__Exercise goal__
Your answer must be every line of the data that holds the string "petals".

__Exercise data__
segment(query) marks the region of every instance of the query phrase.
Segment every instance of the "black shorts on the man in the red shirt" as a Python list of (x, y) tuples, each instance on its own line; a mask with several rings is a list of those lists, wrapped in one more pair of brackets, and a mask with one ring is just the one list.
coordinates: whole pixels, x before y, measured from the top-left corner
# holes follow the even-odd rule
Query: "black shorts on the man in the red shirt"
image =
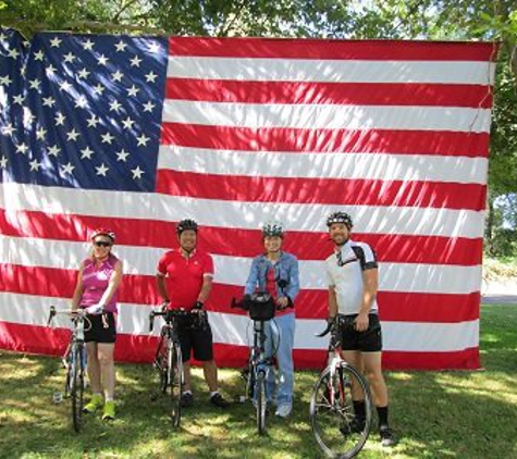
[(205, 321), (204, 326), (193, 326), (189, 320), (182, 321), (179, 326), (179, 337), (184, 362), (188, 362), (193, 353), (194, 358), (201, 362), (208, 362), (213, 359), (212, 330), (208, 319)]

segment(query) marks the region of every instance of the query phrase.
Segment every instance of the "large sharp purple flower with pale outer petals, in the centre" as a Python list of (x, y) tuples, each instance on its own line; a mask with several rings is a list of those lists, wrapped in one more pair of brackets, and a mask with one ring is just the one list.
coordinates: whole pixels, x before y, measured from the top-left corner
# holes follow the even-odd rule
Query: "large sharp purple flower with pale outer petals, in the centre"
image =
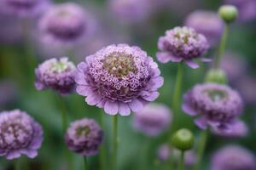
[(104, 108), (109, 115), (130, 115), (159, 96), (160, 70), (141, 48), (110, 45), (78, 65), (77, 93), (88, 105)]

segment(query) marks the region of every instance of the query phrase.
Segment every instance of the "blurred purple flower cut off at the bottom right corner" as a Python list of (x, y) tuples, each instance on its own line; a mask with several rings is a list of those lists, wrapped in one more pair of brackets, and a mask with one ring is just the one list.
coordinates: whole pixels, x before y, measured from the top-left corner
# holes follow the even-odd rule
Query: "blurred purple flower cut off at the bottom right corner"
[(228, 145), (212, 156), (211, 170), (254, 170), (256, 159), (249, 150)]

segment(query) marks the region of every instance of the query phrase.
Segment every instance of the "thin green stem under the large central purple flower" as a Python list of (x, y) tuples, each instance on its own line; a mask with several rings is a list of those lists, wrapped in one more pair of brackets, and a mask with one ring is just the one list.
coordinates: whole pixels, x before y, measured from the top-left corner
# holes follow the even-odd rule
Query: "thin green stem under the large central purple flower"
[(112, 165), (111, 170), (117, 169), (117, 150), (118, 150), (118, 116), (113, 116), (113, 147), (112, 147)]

__Answer to this task__
Segment every instance of the "large sharp purple flower with pale outer petals, in the centre" as a Python list of (x, y) tuples, each instance on its own line; a mask with several rings is a list of those lists, wrapped in one more pair of brackets, and a mask with one ring is just the one list.
Query: "large sharp purple flower with pale outer petals, in the centre"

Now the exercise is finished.